** About this exercise **
Of all the lines below, return only those starting with the line holding "the blue blazer" and going on through the line holding "of the red-roofed", exactly as written.

** Entries shown **
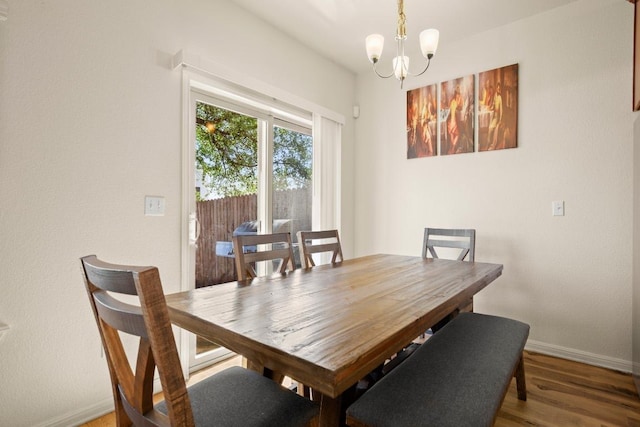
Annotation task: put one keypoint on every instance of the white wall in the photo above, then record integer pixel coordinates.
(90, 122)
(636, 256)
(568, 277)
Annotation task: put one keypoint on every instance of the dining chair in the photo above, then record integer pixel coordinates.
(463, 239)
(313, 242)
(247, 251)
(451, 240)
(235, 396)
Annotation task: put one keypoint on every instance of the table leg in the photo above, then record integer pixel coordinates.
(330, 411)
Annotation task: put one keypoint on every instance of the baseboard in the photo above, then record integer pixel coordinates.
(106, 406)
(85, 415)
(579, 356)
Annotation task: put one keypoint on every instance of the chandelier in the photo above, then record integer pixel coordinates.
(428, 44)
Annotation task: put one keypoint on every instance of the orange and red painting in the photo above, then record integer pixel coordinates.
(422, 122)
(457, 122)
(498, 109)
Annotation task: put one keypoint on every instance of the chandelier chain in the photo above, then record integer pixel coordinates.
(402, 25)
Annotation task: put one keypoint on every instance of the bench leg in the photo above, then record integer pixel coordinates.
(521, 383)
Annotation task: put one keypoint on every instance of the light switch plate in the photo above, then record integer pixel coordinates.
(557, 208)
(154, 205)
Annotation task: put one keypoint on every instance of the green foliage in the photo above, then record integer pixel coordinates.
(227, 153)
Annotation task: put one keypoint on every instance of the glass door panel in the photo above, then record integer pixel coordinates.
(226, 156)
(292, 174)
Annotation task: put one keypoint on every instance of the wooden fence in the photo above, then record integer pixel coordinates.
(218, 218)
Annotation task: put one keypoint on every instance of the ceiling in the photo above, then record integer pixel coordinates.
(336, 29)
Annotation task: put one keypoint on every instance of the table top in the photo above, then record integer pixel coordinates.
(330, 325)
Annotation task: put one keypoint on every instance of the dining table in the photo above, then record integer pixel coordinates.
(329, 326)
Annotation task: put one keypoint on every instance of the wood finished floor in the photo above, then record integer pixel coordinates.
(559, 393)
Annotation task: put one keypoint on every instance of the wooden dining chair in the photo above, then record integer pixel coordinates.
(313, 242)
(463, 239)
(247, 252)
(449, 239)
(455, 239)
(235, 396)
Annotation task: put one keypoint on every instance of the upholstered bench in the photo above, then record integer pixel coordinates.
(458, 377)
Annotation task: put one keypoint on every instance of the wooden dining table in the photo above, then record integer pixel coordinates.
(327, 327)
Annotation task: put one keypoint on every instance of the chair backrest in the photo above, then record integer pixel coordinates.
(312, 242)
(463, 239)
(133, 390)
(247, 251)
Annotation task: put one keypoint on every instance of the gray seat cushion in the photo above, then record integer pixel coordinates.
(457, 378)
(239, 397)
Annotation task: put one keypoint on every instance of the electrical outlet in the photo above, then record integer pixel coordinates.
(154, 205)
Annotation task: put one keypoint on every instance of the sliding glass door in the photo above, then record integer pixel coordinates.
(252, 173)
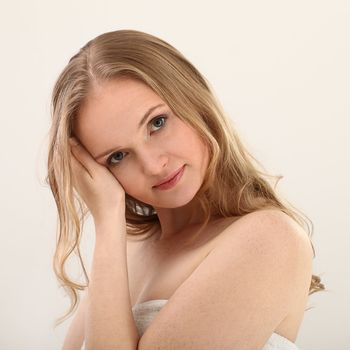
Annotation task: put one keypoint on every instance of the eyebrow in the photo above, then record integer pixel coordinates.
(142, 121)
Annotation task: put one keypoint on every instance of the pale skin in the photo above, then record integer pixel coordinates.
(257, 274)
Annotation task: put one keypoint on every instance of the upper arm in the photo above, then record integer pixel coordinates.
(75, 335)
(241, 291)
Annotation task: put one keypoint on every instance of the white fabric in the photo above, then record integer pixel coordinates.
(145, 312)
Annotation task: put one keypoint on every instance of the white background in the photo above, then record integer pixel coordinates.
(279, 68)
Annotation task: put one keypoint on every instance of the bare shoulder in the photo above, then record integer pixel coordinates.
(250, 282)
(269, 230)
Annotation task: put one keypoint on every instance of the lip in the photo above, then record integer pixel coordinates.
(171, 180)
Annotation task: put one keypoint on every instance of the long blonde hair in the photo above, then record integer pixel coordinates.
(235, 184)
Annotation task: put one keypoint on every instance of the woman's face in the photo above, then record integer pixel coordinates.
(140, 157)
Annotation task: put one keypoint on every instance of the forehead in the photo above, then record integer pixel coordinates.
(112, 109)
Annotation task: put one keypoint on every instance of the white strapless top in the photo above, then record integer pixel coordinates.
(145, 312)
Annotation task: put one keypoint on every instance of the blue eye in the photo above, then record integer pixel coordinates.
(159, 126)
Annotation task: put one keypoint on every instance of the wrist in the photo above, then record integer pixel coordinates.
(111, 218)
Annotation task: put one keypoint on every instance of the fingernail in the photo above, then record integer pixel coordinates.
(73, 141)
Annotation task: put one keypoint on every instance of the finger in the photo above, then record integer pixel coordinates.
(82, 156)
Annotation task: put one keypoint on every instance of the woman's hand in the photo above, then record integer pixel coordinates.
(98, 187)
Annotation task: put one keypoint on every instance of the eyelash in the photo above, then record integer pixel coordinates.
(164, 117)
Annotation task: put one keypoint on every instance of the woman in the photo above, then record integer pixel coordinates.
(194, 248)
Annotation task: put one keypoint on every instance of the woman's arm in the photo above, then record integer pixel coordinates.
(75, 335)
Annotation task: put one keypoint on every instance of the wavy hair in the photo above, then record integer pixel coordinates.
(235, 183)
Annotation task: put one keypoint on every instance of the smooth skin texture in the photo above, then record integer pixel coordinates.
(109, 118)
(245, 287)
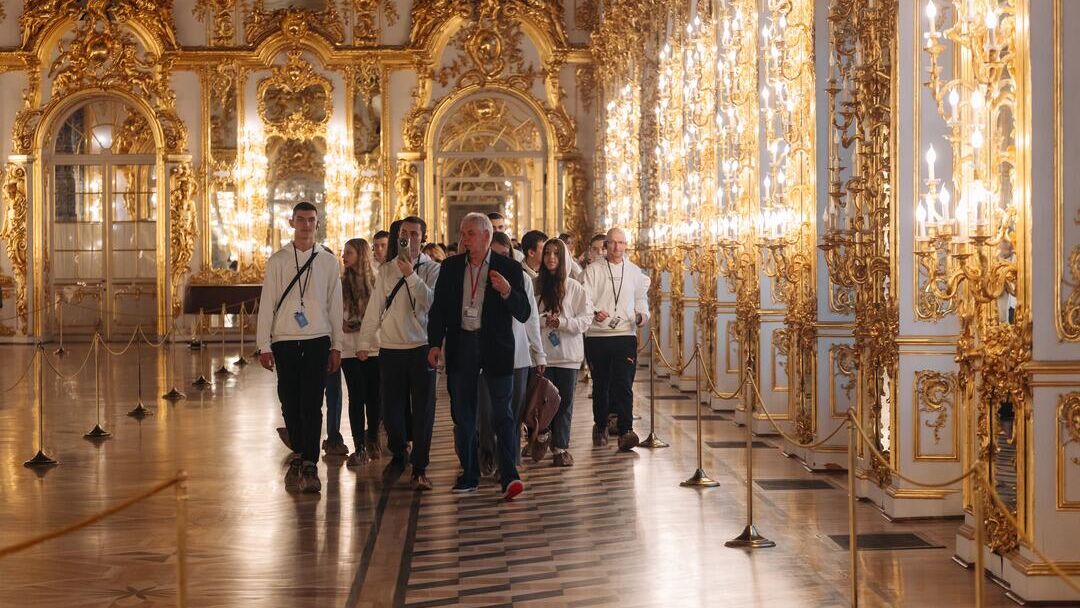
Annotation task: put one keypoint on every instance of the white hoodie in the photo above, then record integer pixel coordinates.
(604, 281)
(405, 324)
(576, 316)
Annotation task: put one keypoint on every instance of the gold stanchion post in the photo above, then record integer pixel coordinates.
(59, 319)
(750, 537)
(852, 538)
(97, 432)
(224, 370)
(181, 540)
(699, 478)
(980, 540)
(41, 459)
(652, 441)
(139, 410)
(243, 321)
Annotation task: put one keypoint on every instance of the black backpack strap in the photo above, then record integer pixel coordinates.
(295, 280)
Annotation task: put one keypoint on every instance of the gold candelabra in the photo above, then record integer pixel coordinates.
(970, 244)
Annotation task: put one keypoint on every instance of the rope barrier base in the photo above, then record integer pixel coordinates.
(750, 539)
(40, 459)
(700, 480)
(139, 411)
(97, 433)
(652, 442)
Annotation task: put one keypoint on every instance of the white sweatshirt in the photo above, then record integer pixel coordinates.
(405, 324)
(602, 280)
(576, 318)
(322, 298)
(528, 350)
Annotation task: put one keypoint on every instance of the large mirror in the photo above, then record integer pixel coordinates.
==
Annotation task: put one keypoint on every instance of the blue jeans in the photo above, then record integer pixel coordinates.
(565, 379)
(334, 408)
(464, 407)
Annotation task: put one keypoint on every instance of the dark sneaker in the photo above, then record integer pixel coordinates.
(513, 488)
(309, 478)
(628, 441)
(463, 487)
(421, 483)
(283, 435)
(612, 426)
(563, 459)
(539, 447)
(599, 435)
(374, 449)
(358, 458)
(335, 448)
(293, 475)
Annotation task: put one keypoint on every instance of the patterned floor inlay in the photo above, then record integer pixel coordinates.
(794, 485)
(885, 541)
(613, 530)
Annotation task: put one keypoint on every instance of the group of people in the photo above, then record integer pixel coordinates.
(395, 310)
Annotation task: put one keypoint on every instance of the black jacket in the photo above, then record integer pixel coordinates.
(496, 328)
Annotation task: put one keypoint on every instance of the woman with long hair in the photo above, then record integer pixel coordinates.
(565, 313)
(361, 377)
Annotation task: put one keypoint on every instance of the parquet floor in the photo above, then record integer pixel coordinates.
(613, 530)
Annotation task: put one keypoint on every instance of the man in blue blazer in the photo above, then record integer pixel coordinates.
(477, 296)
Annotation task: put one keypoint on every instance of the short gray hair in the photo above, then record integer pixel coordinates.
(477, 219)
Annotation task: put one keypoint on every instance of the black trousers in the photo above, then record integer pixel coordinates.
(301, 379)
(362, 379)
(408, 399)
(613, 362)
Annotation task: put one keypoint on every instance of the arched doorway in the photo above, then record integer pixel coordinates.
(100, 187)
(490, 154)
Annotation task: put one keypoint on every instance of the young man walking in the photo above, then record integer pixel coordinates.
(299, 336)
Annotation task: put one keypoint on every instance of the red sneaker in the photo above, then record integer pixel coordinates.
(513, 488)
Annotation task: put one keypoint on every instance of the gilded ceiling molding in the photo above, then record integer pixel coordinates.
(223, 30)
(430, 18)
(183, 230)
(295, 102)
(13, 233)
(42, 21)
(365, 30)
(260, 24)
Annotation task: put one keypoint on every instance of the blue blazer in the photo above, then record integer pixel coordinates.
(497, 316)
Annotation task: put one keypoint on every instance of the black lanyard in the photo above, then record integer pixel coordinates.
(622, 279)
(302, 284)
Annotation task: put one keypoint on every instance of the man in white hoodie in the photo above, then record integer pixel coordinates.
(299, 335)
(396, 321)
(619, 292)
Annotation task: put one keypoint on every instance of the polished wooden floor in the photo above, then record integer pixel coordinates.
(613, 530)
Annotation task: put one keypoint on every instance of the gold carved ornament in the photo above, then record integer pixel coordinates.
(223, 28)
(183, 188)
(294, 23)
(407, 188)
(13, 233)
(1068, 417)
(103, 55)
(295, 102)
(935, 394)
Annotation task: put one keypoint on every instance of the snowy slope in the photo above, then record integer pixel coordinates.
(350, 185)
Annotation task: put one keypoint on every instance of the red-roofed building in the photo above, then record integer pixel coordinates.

** Exercise result **
Annotation task: put one keypoint on every instance of the blue blazer in the photo above, then record integer pixel coordinates.
(497, 316)
Annotation task: put one keypoint on every instance of the black lanyard in the photo above, then record integer pixel coordinates.
(622, 279)
(302, 284)
Annotation task: put one keypoint on every instance of the man in white hoodie in the photo above, then record integer pixel coordinates.
(299, 335)
(396, 321)
(619, 292)
Annotation task: put one keypoint on every instance of the polished wooden floor in the photo above, then record integer pixel coordinates.
(613, 530)
Annotation task: put one keypoint on every instance of the gold carved ornament in the photo above, then record integer pixel coordinates.
(223, 28)
(183, 188)
(294, 23)
(407, 188)
(13, 233)
(1068, 417)
(103, 55)
(295, 102)
(935, 394)
Annotation task: put one keypoint on every instance of the snowy slope in the photo above, then record integer pixel coordinates.
(350, 185)
Annotation task: put one keypoint on every instance of the red-roofed building in the photo above, then record integer pixel coordinates.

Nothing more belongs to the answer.